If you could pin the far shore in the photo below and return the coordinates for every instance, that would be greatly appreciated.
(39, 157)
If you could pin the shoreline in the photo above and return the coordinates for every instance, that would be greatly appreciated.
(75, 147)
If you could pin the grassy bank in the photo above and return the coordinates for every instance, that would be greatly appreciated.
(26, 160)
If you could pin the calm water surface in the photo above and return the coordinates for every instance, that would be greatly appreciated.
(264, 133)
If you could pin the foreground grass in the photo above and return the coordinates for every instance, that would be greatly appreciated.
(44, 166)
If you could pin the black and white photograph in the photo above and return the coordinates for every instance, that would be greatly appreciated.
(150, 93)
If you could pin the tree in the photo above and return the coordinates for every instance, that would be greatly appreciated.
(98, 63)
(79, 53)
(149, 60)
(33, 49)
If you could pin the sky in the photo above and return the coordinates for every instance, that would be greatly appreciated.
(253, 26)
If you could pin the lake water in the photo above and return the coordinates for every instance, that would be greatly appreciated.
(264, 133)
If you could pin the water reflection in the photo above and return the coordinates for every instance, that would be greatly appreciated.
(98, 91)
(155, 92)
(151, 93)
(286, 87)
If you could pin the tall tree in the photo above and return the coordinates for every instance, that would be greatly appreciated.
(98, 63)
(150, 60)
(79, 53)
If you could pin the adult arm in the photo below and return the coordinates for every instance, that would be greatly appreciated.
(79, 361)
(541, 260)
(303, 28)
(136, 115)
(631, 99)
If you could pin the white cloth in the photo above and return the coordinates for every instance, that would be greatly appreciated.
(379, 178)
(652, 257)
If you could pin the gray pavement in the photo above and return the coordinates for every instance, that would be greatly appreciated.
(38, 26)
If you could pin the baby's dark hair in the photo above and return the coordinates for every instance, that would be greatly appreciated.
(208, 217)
--- --- ---
▶ [REQUIREMENT]: Reproduce the data from the line containing "If you could pin the adult" through the end of the data, inclusive, with every "pin" changed to "mark" and nothing else altered.

▶ [WRITTEN ANSWER]:
If you could mark the adult arm in the photo below and return the coordinates for every instance, that would be greatly appreciated.
(79, 361)
(541, 260)
(303, 28)
(136, 115)
(631, 99)
If you could mark the white cloth in the photo above and return the coordinates for every instance, that would be greatly appreciated.
(379, 178)
(652, 257)
If you could mark the gray pavement in the photo above and return the coordinates for every instance, that would be greatly appreciated.
(38, 26)
If you could mark the baby's dark hair in the photo above and return the coordinates for every instance, that would be greatly appreciated.
(208, 217)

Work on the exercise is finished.